[Exercise inputs Boundary: Start]

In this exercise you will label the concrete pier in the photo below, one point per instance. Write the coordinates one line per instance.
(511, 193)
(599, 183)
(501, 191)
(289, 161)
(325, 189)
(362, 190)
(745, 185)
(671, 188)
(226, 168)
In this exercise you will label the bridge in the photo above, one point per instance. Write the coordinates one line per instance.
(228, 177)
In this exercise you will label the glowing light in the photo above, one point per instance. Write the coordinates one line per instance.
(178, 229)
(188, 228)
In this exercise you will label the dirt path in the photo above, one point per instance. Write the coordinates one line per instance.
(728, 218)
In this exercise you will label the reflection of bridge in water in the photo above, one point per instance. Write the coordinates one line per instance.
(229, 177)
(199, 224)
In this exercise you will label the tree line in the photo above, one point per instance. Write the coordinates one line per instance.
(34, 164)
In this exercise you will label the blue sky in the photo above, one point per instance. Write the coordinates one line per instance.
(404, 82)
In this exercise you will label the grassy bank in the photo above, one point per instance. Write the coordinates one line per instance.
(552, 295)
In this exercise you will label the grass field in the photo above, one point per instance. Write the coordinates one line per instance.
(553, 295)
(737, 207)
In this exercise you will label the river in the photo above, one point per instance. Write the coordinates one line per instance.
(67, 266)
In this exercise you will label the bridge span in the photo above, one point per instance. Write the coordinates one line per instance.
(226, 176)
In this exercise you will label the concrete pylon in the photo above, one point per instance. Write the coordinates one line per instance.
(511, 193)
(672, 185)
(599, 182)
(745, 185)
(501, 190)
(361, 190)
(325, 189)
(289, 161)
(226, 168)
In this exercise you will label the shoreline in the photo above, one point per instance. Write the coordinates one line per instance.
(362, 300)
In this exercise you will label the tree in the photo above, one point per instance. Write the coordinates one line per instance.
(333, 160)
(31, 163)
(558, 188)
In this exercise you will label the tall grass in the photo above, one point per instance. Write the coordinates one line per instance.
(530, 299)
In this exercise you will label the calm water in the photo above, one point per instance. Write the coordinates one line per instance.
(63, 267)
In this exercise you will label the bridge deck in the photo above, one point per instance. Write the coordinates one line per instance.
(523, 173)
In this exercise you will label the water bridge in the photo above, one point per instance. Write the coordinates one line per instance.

[Exercise inputs Boundary: End]

• Task description: All the lines above must be output exactly, with none omitted.

• Reply to the exercise:
In this exercise you will label the concrete pier in the photo below, one point per instance. Write the coordinates one line per instance.
(511, 193)
(599, 183)
(501, 191)
(289, 161)
(325, 189)
(362, 190)
(745, 185)
(671, 188)
(226, 168)
In this exercise you will label the bridge in the photo above, one point per instance. Write the coordinates one line per instance.
(228, 177)
In this exercise you will label the glowing light in the photo above, one point per instance. Write the coordinates one line per instance.
(178, 229)
(188, 228)
In this exercise you will label the dirt path in the photo above, one point per instance. Write the coordinates one line per instance.
(728, 218)
In this exercise you will label the reflection of bridge in water in the photo above, one point per instance. Write the coordinates one line per instance.
(229, 177)
(199, 224)
In this exercise you will label the tree line in the photo above, one point per instance. Write the coordinates one line per instance.
(34, 164)
In this exercise you will label the blue sky in the photo above, one point per instance. Write the coordinates one line per instance.
(404, 82)
In this exercise you will label the grassy bank in the photo above, one point per instance. Write the coordinates one line per instance.
(552, 295)
In this exercise you will label the grass field in the photo above, one point per instance. Write the coordinates one line per instance.
(553, 295)
(737, 207)
In this exercise you will label the river in the photo above, one point per instance. Write the coordinates one line per instance.
(67, 266)
In this exercise you will label the bridge span in the photo above, one point per instance. Write the coordinates one line per instance.
(226, 176)
In this exercise you will label the concrete pylon in the photo above, one point per instance. Write the coordinates one line per instance.
(511, 193)
(672, 185)
(599, 182)
(745, 185)
(501, 190)
(361, 190)
(325, 189)
(289, 161)
(226, 168)
In this exercise you will label the shoreline in the photo above, one point per instance. Write the coordinates one line per instance.
(362, 300)
In this exercise you will label the tree in the photo above, one point per instance. Write the coordinates one line per instance.
(333, 160)
(31, 163)
(558, 188)
In this exercise you will label the tall grass in the photo above, one point per instance. Write the coordinates one line per instance.
(530, 299)
In this exercise you will label the calm water in the photo above, one point per instance. Write the coordinates one line per instance.
(63, 267)
In this exercise you will label the bridge deck in the photo above, one point per instance. Write the coordinates one line per instance.
(523, 173)
In this exercise you will label the water bridge in the photo above, one point per instance. Write the coordinates one line per instance.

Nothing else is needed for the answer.